- **TEXTO DE ORIGEM**:

O filósofo alemão, Thomas Hetzinger, em seu livro “The ego tunnel”, explica que esta experiência de estar “aqui e agora” dá-se pela combinação das representações que fazemos do mundo com as que fazemos sobre nós mesmos. Quando presentes, nós estamos no mundo e diante dele. Esta circunstância proporciona uma imagem de nosso corpo, de nosso estado psicológico, de nossa relação com o passado e com o futuro, e com outros seres conscientes.
Esta não é propriamente uma concepção nova. A ideia já aparecia na abordagem fenomenológica de Martin Heidegger, outro filósofo alemão, no seu livro “”Ser e Tempo“”, de 1927. Para Heidegger, a presença é ser-aí, é o acontecimento do ser no mundo e diante do mundo. Assim, podemos entender a consciência como a constatação de que somos, do modo que somos, pelo caráter fenomenológico de ser “aí e agora”.

- **TAREFAS A CUMPRIR**:
(a) Pode devolver, sem nenhuma alteração, o trecho do texto sobre presença e consciência que vai de "O filósofo alemão, Thomas" até "outros seres conscientes."?
(b) Pode levar adiante o texto sobre presença e consciência, partindo do ponto em que ele para?
Não é preciso consultar o material.

- **DADOS FORNECIDOS**:
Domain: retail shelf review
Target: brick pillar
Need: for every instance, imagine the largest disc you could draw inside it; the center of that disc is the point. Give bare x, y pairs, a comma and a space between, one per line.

- **RESULTADOS DO EXERCÍCIO**:
(a)
O filósofo alemão, Thomas Hetzinger, em seu livro “The ego tunnel”, explica que esta experiência de estar “aqui e agora” dá-se pela combinação das representações que fazemos do mundo com as que fazemos sobre nós mesmos. Quando presentes, nós estamos no mundo e diante dele. Esta circunstância proporciona uma imagem de nosso corpo, de nosso estado psicológico, de nossa relação com o passado e com o futuro, e com outros seres conscientes.

(b)
Quando assumimos o ponto de vista da neurociência, podemos entender o cérebro como uma “caixa” configurada para acomodar este fenômeno da consciência e, assim, habilitar a experiência de um universo onde o centro é o eu – a experiência subjetiva. Esta pequena caixa, de conexões sinápticas operadas através de bombas de íons de sódio e potássio, inaugura universos sempre e toda a vez que a consciência está ali, presente.
Contudo, estar consciente não necessariamente exige estar desperto. O professor de Psicologia e Neurociência da Princeton University, no livro “”Rethinking Consciousness“”, esclarece que a consciência opera como uma “máquina de atenção”: algo que acontece como experiência subjetiva e que dirige o nosso foco para oportunidades de interação.
Quando sonhamos, também temos uma experiência subjetiva e nossa atenção se dirige para o conteúdo do sonho, interagindo com os objetos e sujeitos ali contidos.
Isto pode parecer contra intuitivo, porque acreditamos que a consciência depende dos sentidos, sofisticados dispositivos que produzem uma infinidade de sinais que são processados no cerebelo. Mas não é bem assim. Durante os sonhos, a consciência parece exigir apenas as memórias dos sentidos, não os sentidos imediatamente dados pela percepção em vigília.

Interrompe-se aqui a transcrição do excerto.